:: EXCERPT ::

In remarks to Legal Newsline, Manookian said this challenge is “the first time that I know of that someone has actually said that these vaccine mandates amount to battery.”

“It’s a forced kind of touching that is unwanted and it also has resulted in an injury,” she explained. “So, I think that’s a really important issue for us to adjudicate.” 

The lawsuit demands that Nike pay out $75,000 in damages to each of the plaintiffs, who “lost their jobs, their careers, and had to start over.”

“We refused to relinquish our right to bodily autonomy and medical freedom or violate our right to religious beliefs when Nike mandated the Covid injections and for that we suffered discrimination, violation of our privacy, and injury — ultimately losing our well-paying jobs and successful careers at Nike,” the plaintiffs said.

“We hope that by holding Nike accountable, we are standing for all Americans as we send a message to all corporations that their employees are not disposable and their rights must be honored,” they added.

:::
:: EXCERPTED RECORDS ::

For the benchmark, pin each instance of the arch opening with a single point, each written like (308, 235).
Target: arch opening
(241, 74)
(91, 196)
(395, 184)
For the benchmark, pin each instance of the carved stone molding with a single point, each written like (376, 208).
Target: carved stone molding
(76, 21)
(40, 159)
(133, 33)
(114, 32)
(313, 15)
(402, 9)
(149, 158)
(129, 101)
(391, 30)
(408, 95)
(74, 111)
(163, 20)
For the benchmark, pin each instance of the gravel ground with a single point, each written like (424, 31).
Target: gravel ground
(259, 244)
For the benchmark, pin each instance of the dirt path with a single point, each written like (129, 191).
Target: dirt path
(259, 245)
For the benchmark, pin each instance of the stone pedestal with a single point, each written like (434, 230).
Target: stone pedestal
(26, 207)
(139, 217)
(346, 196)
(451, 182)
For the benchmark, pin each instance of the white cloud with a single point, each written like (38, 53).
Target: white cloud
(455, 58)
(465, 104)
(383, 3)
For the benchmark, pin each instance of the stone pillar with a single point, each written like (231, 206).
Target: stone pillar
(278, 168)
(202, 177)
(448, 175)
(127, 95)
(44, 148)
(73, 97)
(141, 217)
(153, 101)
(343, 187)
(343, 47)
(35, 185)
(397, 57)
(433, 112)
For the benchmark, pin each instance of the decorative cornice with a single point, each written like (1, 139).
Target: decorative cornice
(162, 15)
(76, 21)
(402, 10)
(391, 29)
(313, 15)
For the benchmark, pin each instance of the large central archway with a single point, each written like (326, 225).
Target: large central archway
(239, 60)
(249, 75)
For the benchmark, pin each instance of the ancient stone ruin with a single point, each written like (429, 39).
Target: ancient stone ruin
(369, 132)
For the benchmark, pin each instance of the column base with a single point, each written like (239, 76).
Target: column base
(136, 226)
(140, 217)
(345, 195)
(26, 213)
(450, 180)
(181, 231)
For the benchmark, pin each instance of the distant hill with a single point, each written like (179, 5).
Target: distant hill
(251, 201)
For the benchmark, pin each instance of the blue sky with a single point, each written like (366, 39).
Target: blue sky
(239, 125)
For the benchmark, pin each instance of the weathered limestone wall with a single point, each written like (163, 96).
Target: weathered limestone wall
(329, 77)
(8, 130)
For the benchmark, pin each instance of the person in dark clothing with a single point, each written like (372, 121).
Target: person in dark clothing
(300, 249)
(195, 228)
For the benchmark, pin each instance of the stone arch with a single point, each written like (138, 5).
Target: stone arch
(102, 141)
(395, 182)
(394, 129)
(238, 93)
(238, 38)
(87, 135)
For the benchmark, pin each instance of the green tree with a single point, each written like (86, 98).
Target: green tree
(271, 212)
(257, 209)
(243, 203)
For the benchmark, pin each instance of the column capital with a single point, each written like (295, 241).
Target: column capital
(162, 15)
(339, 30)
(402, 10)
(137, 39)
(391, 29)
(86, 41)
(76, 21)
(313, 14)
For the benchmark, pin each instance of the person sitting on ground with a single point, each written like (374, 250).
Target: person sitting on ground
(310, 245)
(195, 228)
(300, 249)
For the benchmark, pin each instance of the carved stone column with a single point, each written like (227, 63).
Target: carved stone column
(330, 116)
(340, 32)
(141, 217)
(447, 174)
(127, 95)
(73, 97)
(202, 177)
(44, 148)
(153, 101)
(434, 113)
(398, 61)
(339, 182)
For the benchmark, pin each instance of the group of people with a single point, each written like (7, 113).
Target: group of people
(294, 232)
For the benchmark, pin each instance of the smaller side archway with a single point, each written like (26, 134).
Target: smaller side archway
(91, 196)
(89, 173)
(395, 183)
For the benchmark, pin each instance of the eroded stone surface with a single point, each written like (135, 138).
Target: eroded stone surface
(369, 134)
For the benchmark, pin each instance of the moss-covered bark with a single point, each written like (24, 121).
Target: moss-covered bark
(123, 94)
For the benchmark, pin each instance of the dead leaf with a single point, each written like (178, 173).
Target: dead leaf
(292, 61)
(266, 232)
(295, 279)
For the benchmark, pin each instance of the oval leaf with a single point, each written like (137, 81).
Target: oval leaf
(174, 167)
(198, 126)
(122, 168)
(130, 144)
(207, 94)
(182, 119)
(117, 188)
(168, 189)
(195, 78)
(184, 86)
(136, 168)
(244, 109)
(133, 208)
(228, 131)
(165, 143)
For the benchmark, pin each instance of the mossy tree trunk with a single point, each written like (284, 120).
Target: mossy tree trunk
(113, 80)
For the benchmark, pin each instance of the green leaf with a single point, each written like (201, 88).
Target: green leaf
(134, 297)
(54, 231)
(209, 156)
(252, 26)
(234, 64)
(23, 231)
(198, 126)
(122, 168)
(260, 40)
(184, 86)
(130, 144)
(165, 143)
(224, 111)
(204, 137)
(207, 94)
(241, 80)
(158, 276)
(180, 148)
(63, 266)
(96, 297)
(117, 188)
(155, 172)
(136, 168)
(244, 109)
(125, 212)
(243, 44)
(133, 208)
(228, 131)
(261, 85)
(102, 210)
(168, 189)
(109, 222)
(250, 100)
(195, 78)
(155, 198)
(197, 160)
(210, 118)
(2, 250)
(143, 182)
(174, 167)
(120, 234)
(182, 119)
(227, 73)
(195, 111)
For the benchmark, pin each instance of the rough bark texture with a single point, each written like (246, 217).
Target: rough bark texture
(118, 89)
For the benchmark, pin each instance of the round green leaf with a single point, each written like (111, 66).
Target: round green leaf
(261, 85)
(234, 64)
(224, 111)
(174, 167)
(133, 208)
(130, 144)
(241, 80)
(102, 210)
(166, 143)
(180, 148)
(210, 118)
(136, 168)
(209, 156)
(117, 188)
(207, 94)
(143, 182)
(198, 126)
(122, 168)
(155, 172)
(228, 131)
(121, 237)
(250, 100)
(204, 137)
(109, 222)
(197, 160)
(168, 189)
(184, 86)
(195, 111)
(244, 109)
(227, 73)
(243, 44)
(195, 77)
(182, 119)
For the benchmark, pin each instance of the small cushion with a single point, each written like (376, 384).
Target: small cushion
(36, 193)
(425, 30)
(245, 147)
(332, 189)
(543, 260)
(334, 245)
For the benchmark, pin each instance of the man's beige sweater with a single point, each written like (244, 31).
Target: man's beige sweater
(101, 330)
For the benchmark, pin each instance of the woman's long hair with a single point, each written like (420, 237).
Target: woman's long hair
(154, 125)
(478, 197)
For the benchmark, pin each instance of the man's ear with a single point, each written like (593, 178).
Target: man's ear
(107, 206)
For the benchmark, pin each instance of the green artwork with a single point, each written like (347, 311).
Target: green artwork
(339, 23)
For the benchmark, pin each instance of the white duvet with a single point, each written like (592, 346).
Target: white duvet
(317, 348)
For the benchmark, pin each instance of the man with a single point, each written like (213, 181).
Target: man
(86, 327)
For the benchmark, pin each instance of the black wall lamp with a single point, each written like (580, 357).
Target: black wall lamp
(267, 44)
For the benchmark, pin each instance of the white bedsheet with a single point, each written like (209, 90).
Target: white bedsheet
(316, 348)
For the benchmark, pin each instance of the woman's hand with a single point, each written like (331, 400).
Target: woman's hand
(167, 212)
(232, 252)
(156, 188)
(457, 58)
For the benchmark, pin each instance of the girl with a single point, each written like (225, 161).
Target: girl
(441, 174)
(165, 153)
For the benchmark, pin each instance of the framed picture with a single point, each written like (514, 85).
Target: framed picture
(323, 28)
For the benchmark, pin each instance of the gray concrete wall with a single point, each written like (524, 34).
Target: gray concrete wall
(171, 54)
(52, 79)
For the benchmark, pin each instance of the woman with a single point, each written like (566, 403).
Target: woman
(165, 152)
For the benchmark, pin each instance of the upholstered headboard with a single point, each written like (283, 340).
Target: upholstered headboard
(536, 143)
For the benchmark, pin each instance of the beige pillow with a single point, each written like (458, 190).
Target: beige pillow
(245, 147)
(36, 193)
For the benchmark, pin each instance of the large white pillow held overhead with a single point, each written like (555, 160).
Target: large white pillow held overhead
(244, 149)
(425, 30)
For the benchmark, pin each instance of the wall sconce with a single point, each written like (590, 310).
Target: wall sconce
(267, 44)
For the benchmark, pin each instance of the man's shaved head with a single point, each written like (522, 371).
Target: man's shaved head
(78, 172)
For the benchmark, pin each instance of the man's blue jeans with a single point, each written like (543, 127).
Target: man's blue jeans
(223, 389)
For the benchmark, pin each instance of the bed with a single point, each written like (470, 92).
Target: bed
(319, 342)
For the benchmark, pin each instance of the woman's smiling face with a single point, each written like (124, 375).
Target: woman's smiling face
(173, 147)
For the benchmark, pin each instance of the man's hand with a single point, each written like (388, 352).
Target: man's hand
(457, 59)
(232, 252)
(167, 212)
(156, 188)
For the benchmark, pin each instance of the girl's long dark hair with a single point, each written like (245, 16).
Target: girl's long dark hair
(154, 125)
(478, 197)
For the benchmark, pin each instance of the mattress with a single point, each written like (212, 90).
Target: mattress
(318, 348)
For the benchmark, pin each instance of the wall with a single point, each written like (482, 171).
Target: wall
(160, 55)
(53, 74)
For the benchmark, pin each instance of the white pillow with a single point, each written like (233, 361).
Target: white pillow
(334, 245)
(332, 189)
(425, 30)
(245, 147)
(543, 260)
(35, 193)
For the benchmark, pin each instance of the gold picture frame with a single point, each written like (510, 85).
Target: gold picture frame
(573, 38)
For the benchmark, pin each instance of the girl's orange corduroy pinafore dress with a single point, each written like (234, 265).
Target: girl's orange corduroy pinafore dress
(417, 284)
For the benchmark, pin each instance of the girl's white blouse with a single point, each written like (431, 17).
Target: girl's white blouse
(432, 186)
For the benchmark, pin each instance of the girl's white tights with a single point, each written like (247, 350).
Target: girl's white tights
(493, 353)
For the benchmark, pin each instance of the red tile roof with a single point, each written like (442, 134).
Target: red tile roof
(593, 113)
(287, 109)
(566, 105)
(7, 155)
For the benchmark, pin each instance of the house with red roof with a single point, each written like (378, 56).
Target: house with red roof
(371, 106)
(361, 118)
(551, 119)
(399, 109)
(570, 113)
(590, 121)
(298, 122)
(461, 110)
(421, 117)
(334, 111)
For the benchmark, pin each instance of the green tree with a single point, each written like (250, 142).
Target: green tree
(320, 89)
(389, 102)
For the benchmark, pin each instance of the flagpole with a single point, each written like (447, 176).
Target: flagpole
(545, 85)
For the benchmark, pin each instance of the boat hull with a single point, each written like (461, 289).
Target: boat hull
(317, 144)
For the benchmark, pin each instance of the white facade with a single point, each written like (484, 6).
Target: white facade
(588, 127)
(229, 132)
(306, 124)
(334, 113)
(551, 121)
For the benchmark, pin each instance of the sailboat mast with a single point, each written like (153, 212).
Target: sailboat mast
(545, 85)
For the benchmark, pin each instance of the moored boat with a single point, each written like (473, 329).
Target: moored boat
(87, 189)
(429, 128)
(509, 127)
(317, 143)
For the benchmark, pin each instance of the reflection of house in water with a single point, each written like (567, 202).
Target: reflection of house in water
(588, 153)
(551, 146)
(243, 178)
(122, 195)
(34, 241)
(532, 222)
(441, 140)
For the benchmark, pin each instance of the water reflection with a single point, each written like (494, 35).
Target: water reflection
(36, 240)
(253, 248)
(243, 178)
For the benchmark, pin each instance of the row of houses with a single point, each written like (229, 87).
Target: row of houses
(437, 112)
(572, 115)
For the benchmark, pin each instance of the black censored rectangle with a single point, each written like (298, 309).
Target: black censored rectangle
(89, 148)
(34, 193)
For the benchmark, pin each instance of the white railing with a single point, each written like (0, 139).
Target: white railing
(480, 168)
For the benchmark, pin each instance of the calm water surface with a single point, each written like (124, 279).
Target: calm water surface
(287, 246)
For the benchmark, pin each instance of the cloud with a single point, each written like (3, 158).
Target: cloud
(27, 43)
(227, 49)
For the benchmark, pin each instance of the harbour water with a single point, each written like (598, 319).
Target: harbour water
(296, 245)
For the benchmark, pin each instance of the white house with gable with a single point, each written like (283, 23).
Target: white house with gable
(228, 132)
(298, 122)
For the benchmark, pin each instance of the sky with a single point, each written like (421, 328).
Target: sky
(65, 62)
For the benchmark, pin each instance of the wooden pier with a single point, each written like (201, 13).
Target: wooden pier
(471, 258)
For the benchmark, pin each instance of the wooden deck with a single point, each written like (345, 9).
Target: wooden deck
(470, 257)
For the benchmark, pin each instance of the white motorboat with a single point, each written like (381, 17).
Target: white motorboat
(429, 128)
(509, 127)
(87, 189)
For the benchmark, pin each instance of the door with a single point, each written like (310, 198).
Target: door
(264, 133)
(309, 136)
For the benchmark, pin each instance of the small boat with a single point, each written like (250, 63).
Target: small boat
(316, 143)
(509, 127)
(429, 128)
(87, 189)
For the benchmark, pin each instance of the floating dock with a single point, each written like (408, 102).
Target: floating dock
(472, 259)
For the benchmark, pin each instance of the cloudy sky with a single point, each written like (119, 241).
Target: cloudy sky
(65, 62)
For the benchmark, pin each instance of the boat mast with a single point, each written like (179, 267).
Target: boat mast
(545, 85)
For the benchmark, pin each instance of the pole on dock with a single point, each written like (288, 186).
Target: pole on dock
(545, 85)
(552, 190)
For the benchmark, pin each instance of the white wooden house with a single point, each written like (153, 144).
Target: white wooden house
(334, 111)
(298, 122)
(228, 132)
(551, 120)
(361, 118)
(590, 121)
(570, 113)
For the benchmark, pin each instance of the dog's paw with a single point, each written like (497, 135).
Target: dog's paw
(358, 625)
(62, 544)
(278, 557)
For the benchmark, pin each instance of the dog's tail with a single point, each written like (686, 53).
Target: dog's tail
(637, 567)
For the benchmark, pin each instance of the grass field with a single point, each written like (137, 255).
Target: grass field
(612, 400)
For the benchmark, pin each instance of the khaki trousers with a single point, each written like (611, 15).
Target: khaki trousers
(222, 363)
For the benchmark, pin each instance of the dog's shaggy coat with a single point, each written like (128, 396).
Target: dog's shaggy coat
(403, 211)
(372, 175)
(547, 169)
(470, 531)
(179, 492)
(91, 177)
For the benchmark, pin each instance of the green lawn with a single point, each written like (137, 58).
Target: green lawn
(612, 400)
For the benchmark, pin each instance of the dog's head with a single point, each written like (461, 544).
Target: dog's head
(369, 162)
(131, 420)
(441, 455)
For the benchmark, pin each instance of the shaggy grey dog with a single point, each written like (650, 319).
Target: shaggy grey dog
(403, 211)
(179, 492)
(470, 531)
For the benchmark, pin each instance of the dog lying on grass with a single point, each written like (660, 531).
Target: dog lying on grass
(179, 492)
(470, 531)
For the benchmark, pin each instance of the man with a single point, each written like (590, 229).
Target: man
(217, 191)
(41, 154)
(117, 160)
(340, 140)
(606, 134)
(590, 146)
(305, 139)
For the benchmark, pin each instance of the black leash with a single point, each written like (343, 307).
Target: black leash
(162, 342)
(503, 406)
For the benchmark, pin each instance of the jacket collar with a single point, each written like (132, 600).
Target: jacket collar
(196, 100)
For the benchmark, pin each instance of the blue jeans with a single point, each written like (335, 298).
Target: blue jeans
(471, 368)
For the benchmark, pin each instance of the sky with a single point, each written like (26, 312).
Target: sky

:::

Continue the excerpt about the lawsuit against Nike over its COVID vaccine mandate, starting after its last paragraph.

ANSWER SECTION:
Meanwhile, this isn’t the only legal challenge Nike is facing concerning alleged discrimination against employees who objected to the jab mandate on religious grounds.

A separate but similar lawsuit was filed against Nike in June by former employee Jamaal Galloway and is also moving forward.

In the August 9 press release, HFDF pointed out that the U.S. Supreme Court ruled in Groff v. DeJoy in June that companies must accommodate the religious beliefs of employees unless those beliefs cause “substantial increased costs in relation to the conduct of” the company.

“Nike would have experienced no increased cost in accommodating these employees,” HFDF argued.